Verilen metin:
Kurma, aynı zamanda çok şen bir insan olduğunu sözlerine eklediği Hrant’ın bir sohbetlerinde dile getirdiği sözleri üzerinden kendisinde bıraktığı sızıyı ise şöyle dile getirdi: “Bir keresinde, hepimizi çok üzen, derinden yaralayan bir mevzu hakkında konuşurken, kalbimin fiziksel olarak ağrıdığını söylemiştim. ‘İyi bu, ağrıyorsa var demektir kalbimiz; ya hiç sızlamasa, nasıl bilebiliriz bir kalbimiz olduğunu?’ dedi Hrant. Fikri ve zikri, değerleri ile fiilleri tutarlı, nadir, cesur insanlardandı. Kaba bir cesaret değil; sahiplendiği değerleri gibi olan, öyle eyleyen has bir insandı. Sahiciliğinden ötürü başka türlü olamama hali belki de. Kalbimdeki ağrının bir adı da Hrant; son nefesime kadar.”

Öğelerden alıntılar:
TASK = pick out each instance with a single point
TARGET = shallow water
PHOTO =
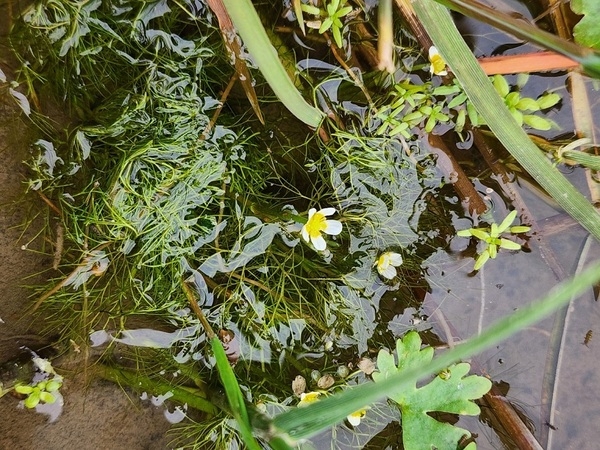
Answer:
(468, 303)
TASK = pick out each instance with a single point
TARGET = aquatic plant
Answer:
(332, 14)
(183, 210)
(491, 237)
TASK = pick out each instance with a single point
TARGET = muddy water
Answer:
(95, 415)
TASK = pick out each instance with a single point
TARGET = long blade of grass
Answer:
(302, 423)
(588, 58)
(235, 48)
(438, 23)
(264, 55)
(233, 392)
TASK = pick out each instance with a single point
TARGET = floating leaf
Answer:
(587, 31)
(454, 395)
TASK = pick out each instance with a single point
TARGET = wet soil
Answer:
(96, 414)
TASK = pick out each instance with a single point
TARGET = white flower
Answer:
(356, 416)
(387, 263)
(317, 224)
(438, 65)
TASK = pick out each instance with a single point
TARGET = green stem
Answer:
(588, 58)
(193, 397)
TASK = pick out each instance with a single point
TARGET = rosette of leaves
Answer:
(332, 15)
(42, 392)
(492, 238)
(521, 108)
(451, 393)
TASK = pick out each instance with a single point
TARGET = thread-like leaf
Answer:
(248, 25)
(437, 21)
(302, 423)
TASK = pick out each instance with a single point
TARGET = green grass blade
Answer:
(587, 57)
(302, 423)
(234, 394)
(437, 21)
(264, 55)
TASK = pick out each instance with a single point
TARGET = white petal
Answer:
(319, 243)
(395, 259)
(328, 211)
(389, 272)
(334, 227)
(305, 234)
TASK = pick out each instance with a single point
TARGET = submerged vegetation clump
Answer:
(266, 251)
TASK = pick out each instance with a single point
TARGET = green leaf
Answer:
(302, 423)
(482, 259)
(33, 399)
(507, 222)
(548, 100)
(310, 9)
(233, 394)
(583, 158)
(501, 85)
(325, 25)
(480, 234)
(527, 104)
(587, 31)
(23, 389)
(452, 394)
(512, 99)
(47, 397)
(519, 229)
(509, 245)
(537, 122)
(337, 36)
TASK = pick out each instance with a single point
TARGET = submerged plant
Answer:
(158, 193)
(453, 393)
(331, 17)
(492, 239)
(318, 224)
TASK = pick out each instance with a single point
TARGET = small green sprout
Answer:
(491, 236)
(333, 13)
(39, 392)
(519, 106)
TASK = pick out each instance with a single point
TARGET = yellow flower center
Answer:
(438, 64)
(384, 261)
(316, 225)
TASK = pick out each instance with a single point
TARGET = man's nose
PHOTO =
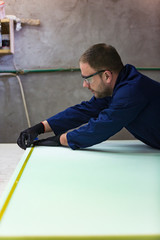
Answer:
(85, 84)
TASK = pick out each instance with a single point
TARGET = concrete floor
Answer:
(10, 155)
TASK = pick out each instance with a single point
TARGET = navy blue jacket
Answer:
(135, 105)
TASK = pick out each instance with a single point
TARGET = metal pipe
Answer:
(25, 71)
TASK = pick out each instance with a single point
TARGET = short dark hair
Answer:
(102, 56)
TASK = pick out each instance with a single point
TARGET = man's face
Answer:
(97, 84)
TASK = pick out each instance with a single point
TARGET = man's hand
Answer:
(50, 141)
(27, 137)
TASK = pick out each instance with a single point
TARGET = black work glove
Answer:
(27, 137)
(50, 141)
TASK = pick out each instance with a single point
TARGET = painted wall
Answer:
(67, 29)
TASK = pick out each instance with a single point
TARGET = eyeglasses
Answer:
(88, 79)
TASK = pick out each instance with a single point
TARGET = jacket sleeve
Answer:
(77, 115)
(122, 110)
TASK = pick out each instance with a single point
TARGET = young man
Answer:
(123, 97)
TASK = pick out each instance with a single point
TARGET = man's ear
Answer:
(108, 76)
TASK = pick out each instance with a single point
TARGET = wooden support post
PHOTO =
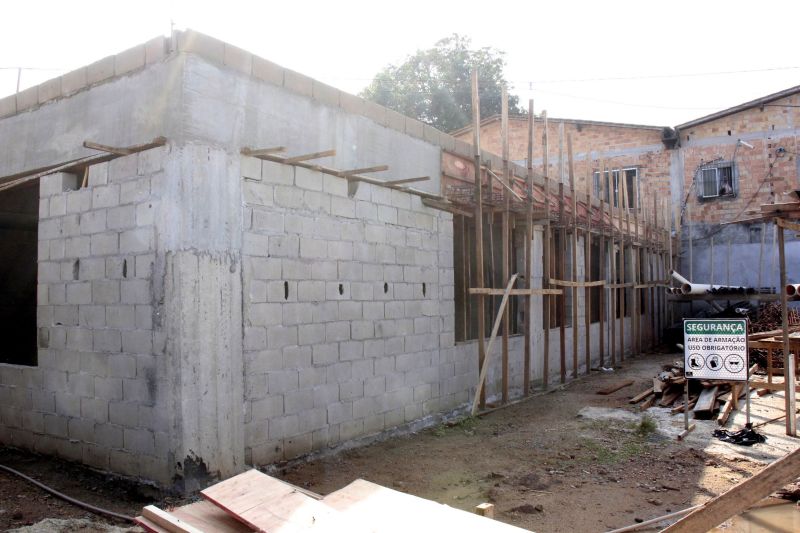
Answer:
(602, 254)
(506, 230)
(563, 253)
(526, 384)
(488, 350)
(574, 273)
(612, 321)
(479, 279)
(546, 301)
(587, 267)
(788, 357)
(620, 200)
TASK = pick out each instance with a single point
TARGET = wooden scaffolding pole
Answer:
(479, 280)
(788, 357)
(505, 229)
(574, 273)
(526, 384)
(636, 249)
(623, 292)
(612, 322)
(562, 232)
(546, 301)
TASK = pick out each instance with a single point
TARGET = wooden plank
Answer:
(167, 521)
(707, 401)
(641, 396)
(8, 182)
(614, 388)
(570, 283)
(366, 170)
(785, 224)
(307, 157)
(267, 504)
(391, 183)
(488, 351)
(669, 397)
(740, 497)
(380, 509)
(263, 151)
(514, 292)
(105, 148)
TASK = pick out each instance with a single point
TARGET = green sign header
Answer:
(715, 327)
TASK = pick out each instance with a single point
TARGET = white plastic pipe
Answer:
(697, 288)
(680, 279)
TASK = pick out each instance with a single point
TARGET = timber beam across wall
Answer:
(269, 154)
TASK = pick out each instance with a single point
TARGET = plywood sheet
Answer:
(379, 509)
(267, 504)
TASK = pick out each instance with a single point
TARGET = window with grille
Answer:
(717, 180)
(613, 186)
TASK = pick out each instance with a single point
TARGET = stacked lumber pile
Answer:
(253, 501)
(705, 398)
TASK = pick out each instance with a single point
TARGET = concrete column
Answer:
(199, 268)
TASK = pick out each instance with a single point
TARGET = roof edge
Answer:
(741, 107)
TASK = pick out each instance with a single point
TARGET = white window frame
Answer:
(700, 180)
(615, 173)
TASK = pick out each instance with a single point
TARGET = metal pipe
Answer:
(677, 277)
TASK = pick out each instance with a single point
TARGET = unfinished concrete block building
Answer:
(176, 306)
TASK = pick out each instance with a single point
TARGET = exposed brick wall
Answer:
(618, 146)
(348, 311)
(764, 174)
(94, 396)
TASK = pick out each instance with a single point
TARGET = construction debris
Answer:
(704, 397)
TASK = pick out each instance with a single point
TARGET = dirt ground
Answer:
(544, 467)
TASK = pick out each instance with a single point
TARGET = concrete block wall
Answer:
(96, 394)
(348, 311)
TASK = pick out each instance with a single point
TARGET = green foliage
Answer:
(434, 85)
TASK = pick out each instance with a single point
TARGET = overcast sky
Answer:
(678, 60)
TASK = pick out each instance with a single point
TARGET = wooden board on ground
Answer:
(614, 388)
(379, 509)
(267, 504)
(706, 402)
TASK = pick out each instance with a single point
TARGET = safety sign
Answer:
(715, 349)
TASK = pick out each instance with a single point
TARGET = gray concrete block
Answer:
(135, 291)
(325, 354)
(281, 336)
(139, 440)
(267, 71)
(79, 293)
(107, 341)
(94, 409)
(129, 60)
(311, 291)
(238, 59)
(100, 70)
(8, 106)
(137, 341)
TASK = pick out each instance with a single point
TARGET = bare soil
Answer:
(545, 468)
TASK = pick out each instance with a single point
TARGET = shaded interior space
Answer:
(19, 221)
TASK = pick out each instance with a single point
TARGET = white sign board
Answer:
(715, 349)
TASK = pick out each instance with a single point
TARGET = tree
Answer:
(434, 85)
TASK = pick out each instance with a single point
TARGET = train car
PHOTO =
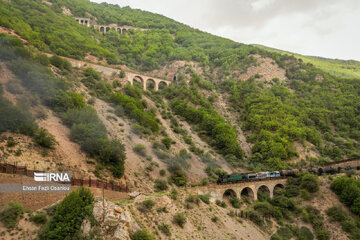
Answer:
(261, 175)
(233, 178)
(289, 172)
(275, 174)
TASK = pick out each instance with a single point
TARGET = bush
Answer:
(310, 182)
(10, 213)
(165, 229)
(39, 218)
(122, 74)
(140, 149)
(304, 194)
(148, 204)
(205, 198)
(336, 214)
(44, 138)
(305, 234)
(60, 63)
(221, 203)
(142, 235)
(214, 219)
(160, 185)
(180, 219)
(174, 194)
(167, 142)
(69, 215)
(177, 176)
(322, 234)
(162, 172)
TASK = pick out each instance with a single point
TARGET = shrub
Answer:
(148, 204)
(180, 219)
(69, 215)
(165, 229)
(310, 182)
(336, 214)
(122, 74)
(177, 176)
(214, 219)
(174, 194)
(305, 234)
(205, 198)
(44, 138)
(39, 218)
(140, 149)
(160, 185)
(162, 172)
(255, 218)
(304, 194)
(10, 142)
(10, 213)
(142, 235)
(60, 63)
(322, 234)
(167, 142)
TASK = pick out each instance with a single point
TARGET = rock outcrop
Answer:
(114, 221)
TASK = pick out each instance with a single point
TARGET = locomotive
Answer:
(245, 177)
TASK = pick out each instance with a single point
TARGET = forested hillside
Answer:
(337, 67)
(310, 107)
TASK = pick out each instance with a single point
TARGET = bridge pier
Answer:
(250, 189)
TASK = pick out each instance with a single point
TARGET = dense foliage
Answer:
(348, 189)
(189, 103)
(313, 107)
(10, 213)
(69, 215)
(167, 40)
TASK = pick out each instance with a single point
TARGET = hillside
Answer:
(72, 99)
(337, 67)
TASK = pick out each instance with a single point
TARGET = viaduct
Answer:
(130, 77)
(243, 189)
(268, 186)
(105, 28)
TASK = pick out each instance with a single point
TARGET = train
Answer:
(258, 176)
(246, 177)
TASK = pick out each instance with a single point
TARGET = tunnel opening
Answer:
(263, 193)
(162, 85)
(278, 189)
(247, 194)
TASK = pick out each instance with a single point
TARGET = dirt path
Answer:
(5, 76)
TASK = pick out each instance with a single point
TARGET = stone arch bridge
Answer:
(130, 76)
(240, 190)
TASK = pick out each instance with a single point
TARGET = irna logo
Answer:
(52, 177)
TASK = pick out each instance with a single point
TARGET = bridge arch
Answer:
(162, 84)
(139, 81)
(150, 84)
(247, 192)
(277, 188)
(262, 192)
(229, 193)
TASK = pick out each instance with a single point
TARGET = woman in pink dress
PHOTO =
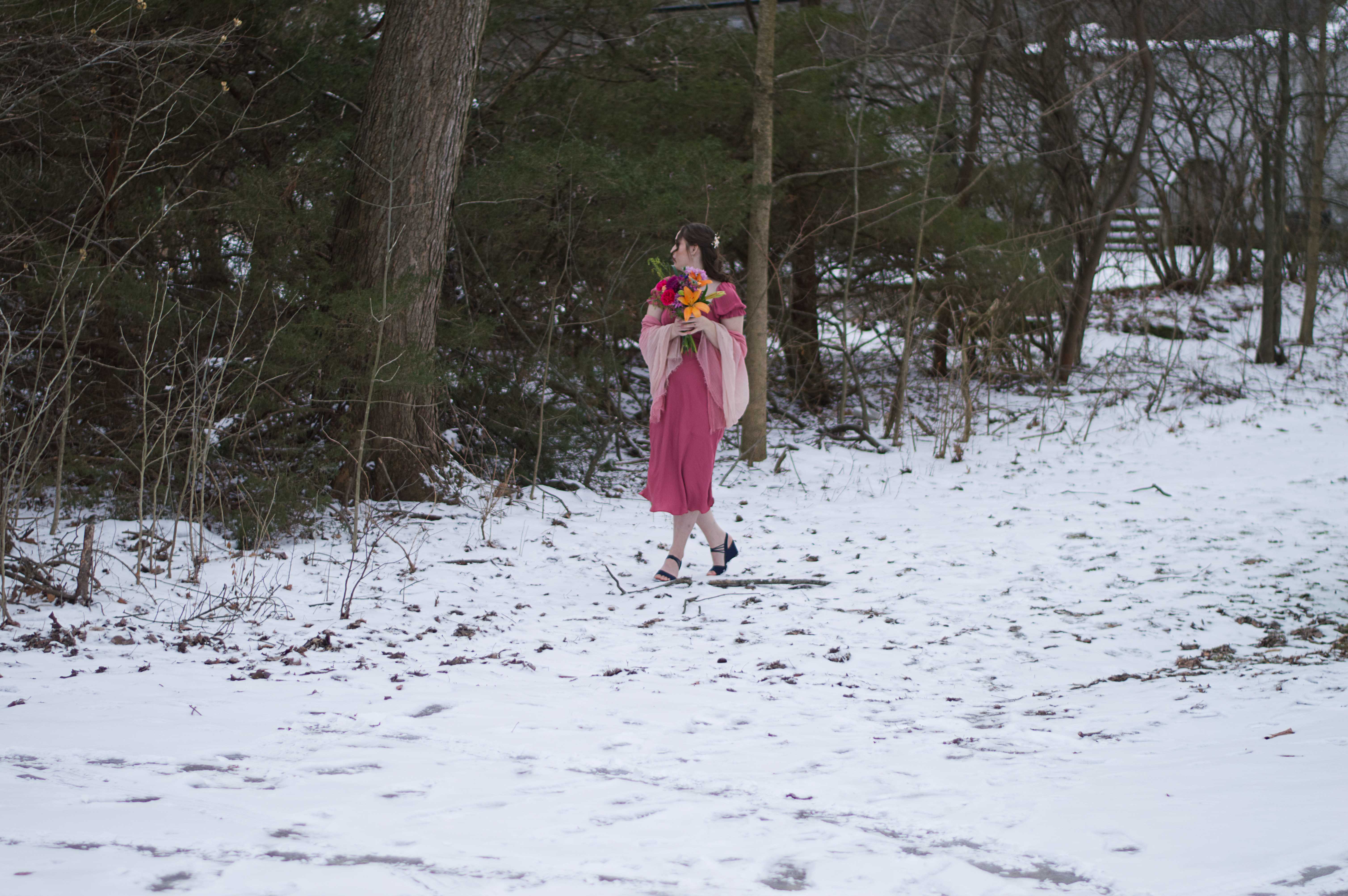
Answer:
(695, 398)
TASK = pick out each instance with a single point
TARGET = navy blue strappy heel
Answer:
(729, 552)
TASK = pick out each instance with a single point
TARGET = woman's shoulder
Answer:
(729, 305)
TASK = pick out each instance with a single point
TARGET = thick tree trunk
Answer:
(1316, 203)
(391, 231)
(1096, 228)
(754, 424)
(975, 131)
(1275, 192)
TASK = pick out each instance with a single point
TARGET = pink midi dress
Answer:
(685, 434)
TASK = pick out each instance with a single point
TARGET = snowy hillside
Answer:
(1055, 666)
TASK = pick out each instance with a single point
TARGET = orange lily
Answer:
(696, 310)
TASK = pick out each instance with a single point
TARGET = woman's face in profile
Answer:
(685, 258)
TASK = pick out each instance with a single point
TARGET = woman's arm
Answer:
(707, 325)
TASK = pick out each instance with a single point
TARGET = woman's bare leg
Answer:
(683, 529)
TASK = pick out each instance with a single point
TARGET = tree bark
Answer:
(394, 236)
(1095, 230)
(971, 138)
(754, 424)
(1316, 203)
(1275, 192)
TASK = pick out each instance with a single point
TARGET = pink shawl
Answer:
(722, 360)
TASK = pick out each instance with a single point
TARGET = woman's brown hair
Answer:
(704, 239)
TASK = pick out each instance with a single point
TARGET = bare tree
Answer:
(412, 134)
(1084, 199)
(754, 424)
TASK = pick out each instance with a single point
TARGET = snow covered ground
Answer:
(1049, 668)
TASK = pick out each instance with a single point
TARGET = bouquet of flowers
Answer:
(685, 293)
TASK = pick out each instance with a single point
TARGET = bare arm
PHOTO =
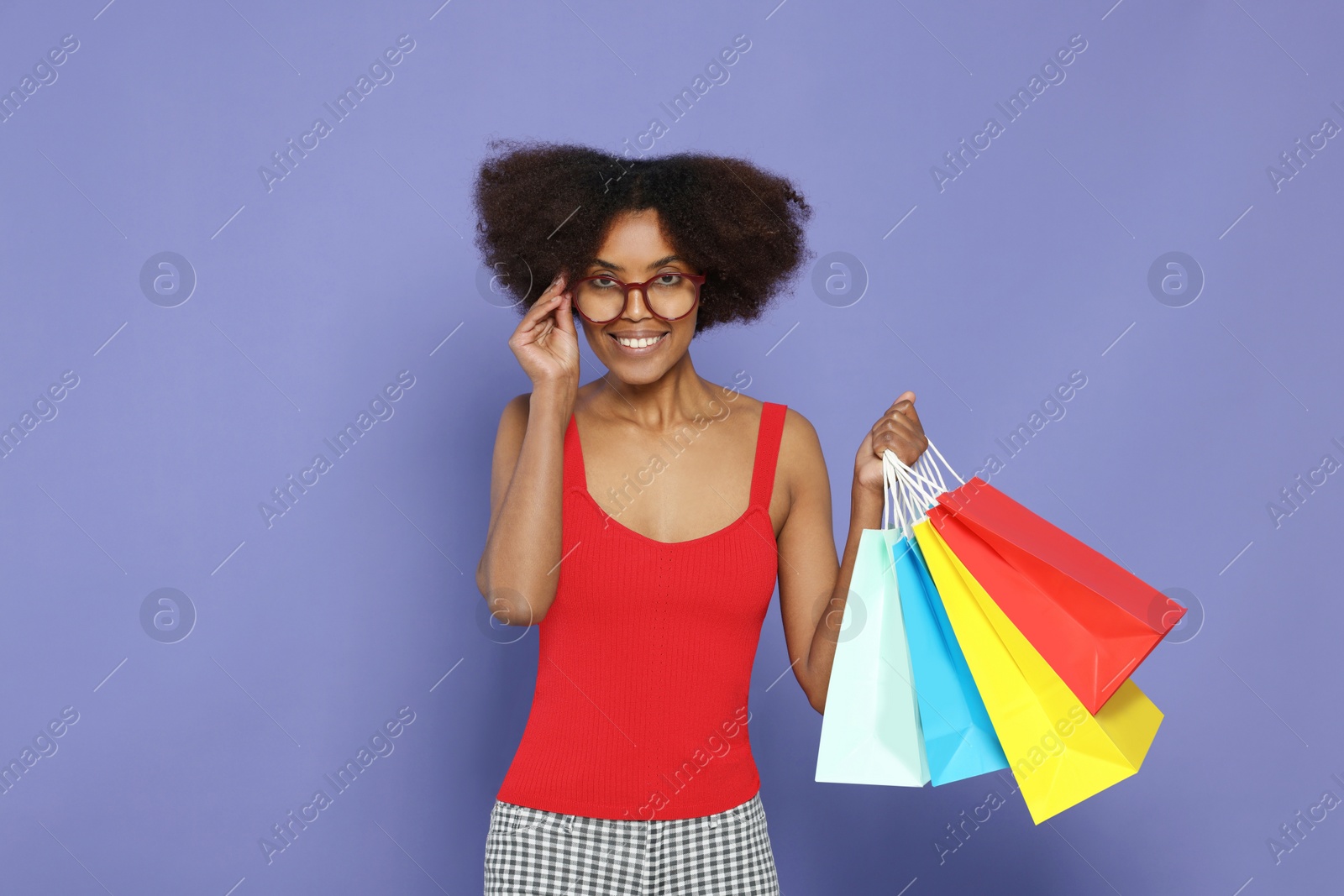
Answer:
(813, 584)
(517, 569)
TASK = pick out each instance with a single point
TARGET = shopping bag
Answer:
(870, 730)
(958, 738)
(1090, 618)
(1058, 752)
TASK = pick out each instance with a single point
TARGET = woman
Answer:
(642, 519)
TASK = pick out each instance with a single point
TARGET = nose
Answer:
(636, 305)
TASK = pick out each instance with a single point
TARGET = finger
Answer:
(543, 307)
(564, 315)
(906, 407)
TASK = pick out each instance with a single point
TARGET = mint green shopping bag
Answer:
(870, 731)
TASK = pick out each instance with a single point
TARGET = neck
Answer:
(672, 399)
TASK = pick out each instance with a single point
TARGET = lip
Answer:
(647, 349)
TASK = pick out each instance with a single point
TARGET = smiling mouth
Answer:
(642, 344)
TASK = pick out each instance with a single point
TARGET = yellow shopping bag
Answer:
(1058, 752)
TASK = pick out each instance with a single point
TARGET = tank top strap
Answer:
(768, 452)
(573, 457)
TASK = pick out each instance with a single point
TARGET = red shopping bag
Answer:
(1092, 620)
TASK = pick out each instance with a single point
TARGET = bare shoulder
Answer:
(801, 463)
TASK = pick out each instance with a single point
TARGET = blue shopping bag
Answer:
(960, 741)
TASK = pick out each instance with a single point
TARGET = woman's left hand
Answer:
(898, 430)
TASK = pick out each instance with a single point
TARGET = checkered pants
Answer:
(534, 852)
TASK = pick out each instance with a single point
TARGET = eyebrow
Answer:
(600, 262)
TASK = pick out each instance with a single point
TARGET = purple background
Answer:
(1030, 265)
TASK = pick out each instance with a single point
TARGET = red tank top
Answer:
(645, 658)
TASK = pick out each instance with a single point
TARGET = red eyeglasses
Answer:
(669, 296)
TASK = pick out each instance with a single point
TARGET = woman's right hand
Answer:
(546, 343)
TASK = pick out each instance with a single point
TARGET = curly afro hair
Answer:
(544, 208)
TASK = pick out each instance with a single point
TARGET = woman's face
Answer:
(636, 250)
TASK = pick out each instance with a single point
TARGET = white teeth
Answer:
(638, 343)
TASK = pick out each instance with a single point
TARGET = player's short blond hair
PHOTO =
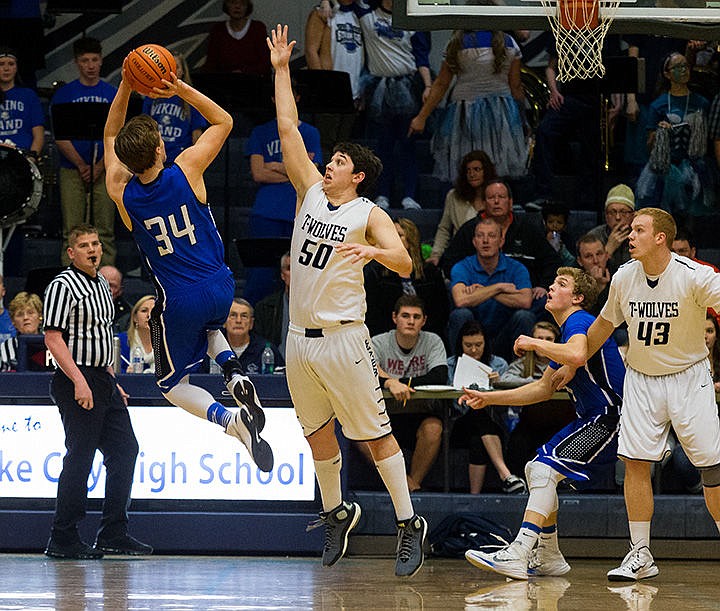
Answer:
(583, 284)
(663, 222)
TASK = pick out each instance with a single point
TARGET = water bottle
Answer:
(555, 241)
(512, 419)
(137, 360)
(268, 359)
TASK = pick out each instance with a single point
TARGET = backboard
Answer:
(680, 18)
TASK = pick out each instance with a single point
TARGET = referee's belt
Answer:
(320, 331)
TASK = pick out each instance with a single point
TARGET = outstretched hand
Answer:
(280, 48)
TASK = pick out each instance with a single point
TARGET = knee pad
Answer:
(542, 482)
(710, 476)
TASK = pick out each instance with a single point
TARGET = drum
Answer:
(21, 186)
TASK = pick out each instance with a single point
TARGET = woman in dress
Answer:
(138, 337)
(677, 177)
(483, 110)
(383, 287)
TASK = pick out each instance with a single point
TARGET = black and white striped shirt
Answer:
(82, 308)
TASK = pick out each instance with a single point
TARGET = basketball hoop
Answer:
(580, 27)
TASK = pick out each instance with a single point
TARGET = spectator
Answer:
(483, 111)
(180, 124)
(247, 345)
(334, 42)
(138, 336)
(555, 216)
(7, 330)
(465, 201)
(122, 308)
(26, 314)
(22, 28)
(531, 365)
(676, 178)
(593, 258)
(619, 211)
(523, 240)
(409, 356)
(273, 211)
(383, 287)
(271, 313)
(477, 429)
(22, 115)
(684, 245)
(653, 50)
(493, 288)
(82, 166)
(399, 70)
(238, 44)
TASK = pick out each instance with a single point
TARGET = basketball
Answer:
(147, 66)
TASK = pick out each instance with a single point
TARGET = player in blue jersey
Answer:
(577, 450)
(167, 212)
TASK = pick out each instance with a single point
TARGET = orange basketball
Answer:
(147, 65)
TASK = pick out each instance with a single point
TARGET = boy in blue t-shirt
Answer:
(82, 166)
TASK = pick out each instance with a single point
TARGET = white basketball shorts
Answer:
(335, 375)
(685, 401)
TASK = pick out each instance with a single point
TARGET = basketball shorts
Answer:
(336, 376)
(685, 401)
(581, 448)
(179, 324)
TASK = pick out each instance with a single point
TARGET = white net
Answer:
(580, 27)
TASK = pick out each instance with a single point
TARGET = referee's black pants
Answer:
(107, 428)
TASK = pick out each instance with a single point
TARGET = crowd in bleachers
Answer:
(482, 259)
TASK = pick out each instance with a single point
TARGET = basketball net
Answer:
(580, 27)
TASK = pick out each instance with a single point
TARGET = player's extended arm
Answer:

Verilen görev 1: Hrant'ı anlatan metne göre Kurma, kalbinin fiziksel olarak ağrıdığını hangi konu hakkında konuşurken söylemişti?
Verilen görev 2: Hrant'ı anlatan metinde Hrant, Kurma'nın kalbinin ağrımasını neden iyi bir şey olarak görüyor? Bir ile üç cümle arasında açıklayın.
Verilen görev 3: Hrant'ı anlatan metni kaldığı yerden sürdürün.

Alıştırma çıktısı 1: Herkesi çok üzen, derinden yaralayan bir mevzu hakkında konuşurken söylemişti.

Alıştırma çıktısı 2: Hrant'a göre kalbin ağrıması, bir kalbimiz olduğunu gösterir. Kalp hiç sızlamasaydı, bir kalbimiz olduğunu bilemezdik.

Alıştırma çıktısı 3:
AYDIN: HAKİKAT CESARETİ GÖSTERENLERDEN BİRİYDİ

Hrant’ın Arkadaşları İnisiyatifi’nden Bülent Aydın ise, bir “barış mücadelecisi” olarak tanımladığı Hrant’la savaş karşıtı mücadele sürecinde tanışmış bir isim.

Hrant’ın aynı zamanda bir “hakikat anlatıcısı” olduğunu söyleyen Aydın, “Hakikat cesareti gösteren insanlar vardır. Hrant da onlardan biriydi. Nitekim bu sorumlulukla sesini yükseltmek ve yazmak tehlikeli bir işti. Hrant bunu yaptığı için vuruldu. Hakikat cesareti göstermiş olan ve bu yolda vurulan insanlara, onların anısına, mücadelesine sahip çıkmak aynı zamanda demokrasi umudunu canlı tutan bir şey” ifadelerini kullandı.

Bu nedenle işlenen cinayetinin üzerinden geçen 13 yıldır ‘adalet’ talep ettiklerini vurgulayan Aydın, “Bu cinayet ilk günkü ağırlığını koruyor. Bu davanın takibi Hrant’a karşı görev ve sorumluluklarımızdan birisidir” dedi.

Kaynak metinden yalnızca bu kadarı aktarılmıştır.